(MATERIAL TO PROCESS):
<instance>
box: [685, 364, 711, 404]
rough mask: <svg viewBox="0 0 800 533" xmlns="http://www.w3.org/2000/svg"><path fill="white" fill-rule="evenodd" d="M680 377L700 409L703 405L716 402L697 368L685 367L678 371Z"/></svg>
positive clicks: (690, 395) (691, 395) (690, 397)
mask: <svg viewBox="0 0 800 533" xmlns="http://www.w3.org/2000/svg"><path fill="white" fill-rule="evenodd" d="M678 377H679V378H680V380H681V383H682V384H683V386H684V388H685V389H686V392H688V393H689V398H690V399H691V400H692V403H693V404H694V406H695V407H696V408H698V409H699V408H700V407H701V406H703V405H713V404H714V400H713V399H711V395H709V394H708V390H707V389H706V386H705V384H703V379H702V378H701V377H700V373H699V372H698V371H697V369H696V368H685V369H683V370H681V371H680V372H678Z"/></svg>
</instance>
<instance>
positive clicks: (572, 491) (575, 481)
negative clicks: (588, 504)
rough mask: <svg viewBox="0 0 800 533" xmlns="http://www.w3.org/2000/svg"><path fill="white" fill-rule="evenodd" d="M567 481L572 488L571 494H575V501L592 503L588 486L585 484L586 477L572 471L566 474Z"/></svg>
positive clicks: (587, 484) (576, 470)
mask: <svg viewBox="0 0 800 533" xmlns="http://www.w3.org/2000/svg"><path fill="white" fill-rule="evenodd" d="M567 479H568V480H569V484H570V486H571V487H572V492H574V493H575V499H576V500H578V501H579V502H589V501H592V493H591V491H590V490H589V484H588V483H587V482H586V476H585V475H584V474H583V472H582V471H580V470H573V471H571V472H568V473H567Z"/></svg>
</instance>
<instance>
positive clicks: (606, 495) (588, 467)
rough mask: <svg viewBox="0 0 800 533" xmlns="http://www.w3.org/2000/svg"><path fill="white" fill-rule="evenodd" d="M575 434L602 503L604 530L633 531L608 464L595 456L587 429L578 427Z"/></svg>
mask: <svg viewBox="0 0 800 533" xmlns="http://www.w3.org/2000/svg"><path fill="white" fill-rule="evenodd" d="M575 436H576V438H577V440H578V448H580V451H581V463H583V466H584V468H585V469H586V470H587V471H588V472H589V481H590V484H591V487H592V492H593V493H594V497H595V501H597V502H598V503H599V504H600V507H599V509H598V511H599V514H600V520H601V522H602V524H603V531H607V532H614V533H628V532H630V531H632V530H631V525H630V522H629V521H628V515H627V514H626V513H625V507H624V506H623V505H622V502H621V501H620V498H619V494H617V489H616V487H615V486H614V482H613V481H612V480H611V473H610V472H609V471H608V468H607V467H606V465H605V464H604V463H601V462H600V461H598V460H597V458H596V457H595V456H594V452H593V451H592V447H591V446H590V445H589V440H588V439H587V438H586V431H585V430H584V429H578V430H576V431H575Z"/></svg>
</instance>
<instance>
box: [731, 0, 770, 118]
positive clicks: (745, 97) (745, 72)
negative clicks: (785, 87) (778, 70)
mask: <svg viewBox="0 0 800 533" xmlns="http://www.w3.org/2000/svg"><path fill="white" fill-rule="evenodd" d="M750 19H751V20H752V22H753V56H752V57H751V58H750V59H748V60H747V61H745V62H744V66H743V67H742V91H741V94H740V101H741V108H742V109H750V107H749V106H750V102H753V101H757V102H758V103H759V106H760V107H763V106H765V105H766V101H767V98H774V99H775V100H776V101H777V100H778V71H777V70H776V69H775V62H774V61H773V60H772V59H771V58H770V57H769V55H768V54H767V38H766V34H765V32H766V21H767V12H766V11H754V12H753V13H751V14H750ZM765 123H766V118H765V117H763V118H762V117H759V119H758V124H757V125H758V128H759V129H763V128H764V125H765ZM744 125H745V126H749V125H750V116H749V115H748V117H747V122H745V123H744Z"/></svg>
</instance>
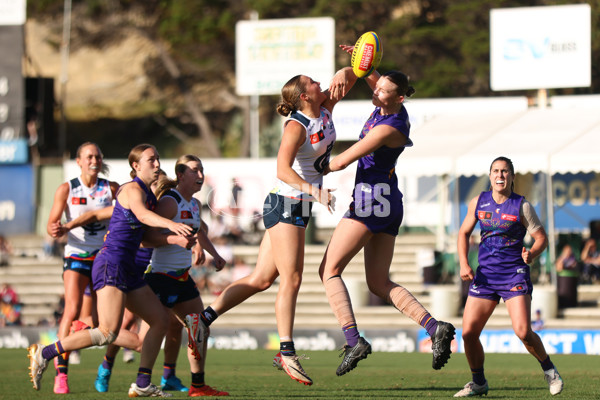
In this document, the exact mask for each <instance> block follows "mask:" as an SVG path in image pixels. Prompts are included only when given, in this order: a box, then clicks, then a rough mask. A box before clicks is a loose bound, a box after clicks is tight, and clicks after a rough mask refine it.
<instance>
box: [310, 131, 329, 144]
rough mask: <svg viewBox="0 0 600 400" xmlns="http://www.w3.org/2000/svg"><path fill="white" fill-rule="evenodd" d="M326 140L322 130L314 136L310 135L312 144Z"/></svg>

(DESCRIPTION OF THE TASK): Transcribe each entry exactly; images stay out.

(ANSWER SECTION):
<instance>
box: [685, 364, 711, 404]
rough mask: <svg viewBox="0 0 800 533" xmlns="http://www.w3.org/2000/svg"><path fill="white" fill-rule="evenodd" d="M680 377L700 409L703 405L716 402L697 368L685 367L678 371Z"/></svg>
positive clicks: (690, 395) (691, 395) (690, 397)
mask: <svg viewBox="0 0 800 533" xmlns="http://www.w3.org/2000/svg"><path fill="white" fill-rule="evenodd" d="M678 377H679V378H680V380H681V383H682V384H683V386H684V388H685V389H686V392H688V393H689V398H690V399H691V400H692V403H693V404H694V406H695V407H696V408H698V409H699V408H700V407H701V406H703V405H713V404H714V400H713V399H711V395H709V394H708V390H707V389H706V386H705V384H703V379H702V378H701V377H700V373H699V372H698V371H697V369H696V368H685V369H683V370H681V371H680V372H678Z"/></svg>
</instance>
<instance>
positive clicks: (572, 491) (575, 481)
negative clicks: (588, 504)
rough mask: <svg viewBox="0 0 800 533" xmlns="http://www.w3.org/2000/svg"><path fill="white" fill-rule="evenodd" d="M567 481L572 488L571 494H575V501L592 503L588 486L585 484L586 477L572 471L566 474Z"/></svg>
positive clicks: (587, 484) (576, 470)
mask: <svg viewBox="0 0 800 533" xmlns="http://www.w3.org/2000/svg"><path fill="white" fill-rule="evenodd" d="M567 479H568V480H569V484H570V486H571V487H572V492H574V493H575V499H576V500H578V501H579V502H589V501H592V493H591V491H590V490H589V484H588V483H587V482H586V476H585V475H584V474H583V472H582V471H580V470H573V471H571V472H568V473H567Z"/></svg>
</instance>
<instance>
positive clicks: (606, 495) (588, 467)
rough mask: <svg viewBox="0 0 800 533" xmlns="http://www.w3.org/2000/svg"><path fill="white" fill-rule="evenodd" d="M575 434L602 503L604 530L633 531L608 464L595 456L587 429L578 427Z"/></svg>
mask: <svg viewBox="0 0 800 533" xmlns="http://www.w3.org/2000/svg"><path fill="white" fill-rule="evenodd" d="M575 436H576V438H577V440H578V448H580V451H581V463H583V466H584V468H585V469H586V470H587V471H588V472H589V481H590V484H591V487H592V492H593V493H594V497H595V501H597V502H598V503H599V504H600V507H599V509H598V511H599V514H600V520H601V522H602V524H603V531H607V532H614V533H628V532H630V531H632V530H631V525H630V522H629V521H628V515H627V514H626V513H625V507H624V506H623V505H622V502H621V501H620V498H619V494H617V489H616V487H615V486H614V482H613V481H612V480H611V473H610V472H609V471H608V468H607V467H606V465H605V464H604V463H601V462H600V461H598V460H597V458H596V457H595V456H594V452H593V451H592V447H591V446H590V445H589V440H588V439H587V438H586V431H585V430H584V429H578V430H576V431H575Z"/></svg>
</instance>
<instance>
box: [731, 0, 770, 118]
positive clicks: (745, 97) (745, 72)
negative clicks: (785, 87) (778, 70)
mask: <svg viewBox="0 0 800 533" xmlns="http://www.w3.org/2000/svg"><path fill="white" fill-rule="evenodd" d="M750 19H751V20H752V22H753V56H752V57H751V58H750V59H748V60H747V61H745V62H744V66H743V67H742V91H741V94H740V101H741V108H742V109H750V107H749V106H750V102H753V101H757V102H758V103H759V106H760V107H763V106H765V105H766V101H767V98H774V99H775V100H776V101H777V100H778V71H777V70H776V69H775V62H774V61H773V60H772V59H771V58H770V57H769V55H768V54H767V38H766V34H765V32H766V21H767V12H766V11H754V12H753V13H751V14H750ZM765 123H766V118H765V117H763V118H762V117H759V119H758V124H757V125H758V128H759V129H763V128H764V125H765ZM744 125H745V126H749V125H750V116H749V115H748V117H747V122H745V123H744Z"/></svg>
</instance>
In this document, the exact mask for each <instance> block follows "mask:" as an SVG path in image pixels. Prompts are included only when given, in this order: a box, then clicks, then a rough mask. A box before clicks is a loose bound, a box after clicks is tight, and clicks after a rough mask refine it.
<instance>
box: [310, 131, 329, 144]
rough mask: <svg viewBox="0 0 600 400" xmlns="http://www.w3.org/2000/svg"><path fill="white" fill-rule="evenodd" d="M326 140L322 130L314 136L310 135L312 144Z"/></svg>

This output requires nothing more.